:: 設問文 1 ::
記者会見の抜粋の後に続くすべての行について、「sample output」を「example output」に置き換え、それ以外は一切変えずに示してください。

:: 文書抜粋 ::

--------

10月16日(金)、チームはトヨタスポーツセンターで非公開トレーニングを実施。練習終了後、18日(日)に行われる明治安田生命J1リーグ第23節の川崎フロンターレ戦に向けて、マッシモ フィッカデンティ監督がオンラインでの記者会見を行いました。


マッシモ フィッカデンティ監督


―10連勝中の川崎Fとの対戦にあたって守備面が重要になると思います。監督はどのようにお考えでしょうか?

今シーズンを振り返って、川崎が圧倒的な勝ち方をして、記録ずくめの1年になるだろうと多くの方が見ていると思います。正直、私もそういうものだろうと思っています。メディアの方々にとっては、期待も込めて「リーグ戦で唯一川崎に勝った名古屋との対戦」という報道をしてもらえると思います。相変わらず勝ち続けて、また10連勝後に名古屋と当たるということで、話題にしやすい数字もたまたま重ねっていると思います。そういった位置づけをされているのはわかっていますが、あくまで10連勝をしている川崎と対戦する、こういうシーズンを送っている川崎と対戦する、だからどうするか、ではありません。名古屋はここ最近いい形で勝ちが続いていますが、試合ごとの入り方がしっかりできなくてはいけないと、選手たちが準備の段階から理解して取り組んでいます。今我々が好調と言える、その取り組み方を続けなくてはいけません。それが川崎との対戦だとしてもです。話題になっている部分はいい意味で力に変えて、我々のやり方を変えるような影響を受けてはいけないと思っています。


―川崎Fはリーグ最多得点、最小失点を記録しています。どういった試合展開を考えていますか?

--------

:: 提供データ ::
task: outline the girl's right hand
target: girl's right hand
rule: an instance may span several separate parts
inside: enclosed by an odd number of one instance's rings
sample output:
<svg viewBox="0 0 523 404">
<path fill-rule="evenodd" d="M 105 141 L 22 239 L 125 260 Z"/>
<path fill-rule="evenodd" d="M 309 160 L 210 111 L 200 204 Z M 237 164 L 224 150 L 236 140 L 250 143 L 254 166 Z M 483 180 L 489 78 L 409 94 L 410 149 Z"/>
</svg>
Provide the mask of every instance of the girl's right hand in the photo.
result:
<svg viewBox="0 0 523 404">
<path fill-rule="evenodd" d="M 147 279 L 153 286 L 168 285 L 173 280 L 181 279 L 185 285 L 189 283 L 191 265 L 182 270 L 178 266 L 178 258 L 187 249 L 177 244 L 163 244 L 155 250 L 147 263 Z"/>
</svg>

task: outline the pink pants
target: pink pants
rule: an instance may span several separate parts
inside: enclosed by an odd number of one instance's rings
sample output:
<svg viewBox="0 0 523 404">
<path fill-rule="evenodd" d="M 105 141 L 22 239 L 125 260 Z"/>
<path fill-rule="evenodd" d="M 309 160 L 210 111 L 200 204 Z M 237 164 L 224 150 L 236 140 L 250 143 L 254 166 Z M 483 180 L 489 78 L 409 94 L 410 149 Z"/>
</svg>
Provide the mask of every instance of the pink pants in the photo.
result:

--------

:: 設問文 2 ::
記者会見の抜粋のうち、「10月16日(金)、チームは」から「た試合展開を考えていますか?」までの箇所を、そのまま書き出してください。

:: 出力全文 1 ::
task: outline the girl's right hand
target: girl's right hand
rule: an instance may span several separate parts
inside: enclosed by an odd number of one instance's rings
example output:
<svg viewBox="0 0 523 404">
<path fill-rule="evenodd" d="M 105 141 L 22 239 L 125 260 Z"/>
<path fill-rule="evenodd" d="M 309 160 L 210 111 L 200 204 Z M 237 164 L 224 150 L 236 140 L 250 143 L 254 166 Z M 483 180 L 489 78 L 409 94 L 410 149 Z"/>
</svg>
Provide the mask of every instance of the girl's right hand in the photo.
result:
<svg viewBox="0 0 523 404">
<path fill-rule="evenodd" d="M 147 279 L 153 286 L 168 285 L 173 280 L 181 279 L 185 285 L 189 283 L 191 265 L 182 270 L 178 266 L 178 258 L 187 249 L 177 244 L 163 244 L 155 250 L 147 263 Z"/>
</svg>

task: outline the pink pants
target: pink pants
rule: an instance may span several separate parts
inside: enclosed by an odd number of one instance's rings
example output:
<svg viewBox="0 0 523 404">
<path fill-rule="evenodd" d="M 105 141 L 22 239 L 125 260 Z"/>
<path fill-rule="evenodd" d="M 309 160 L 210 111 L 200 204 Z M 237 164 L 224 150 L 236 140 L 250 143 L 254 166 Z M 483 180 L 489 78 L 409 94 L 410 149 Z"/>
</svg>
Provide the mask of every instance of the pink pants in the photo.
result:

:: 出力全文 2 ::
10月16日(金)、チームはトヨタスポーツセンターで非公開トレーニングを実施。練習終了後、18日(日)に行われる明治安田生命J1リーグ第23節の川崎フロンターレ戦に向けて、マッシモ フィッカデンティ監督がオンラインでの記者会見を行いました。


マッシモ フィッカデンティ監督


―10連勝中の川崎Fとの対戦にあたって守備面が重要になると思います。監督はどのようにお考えでしょうか?

今シーズンを振り返って、川崎が圧倒的な勝ち方をして、記録ずくめの1年になるだろうと多くの方が見ていると思います。正直、私もそういうものだろうと思っています。メディアの方々にとっては、期待も込めて「リーグ戦で唯一川崎に勝った名古屋との対戦」という報道をしてもらえると思います。相変わらず勝ち続けて、また10連勝後に名古屋と当たるということで、話題にしやすい数字もたまたま重ねっていると思います。そういった位置づけをされているのはわかっていますが、あくまで10連勝をしている川崎と対戦する、こういうシーズンを送っている川崎と対戦する、だからどうするか、ではありません。名古屋はここ最近いい形で勝ちが続いていますが、試合ごとの入り方がしっかりできなくてはいけないと、選手たちが準備の段階から理解して取り組んでいます。今我々が好調と言える、その取り組み方を続けなくてはいけません。それが川崎との対戦だとしてもです。話題になっている部分はいい意味で力に変えて、我々のやり方を変えるような影響を受けてはいけないと思っています。


―川崎Fはリーグ最多得点、最小失点を記録しています。どういった試合展開を考えていますか?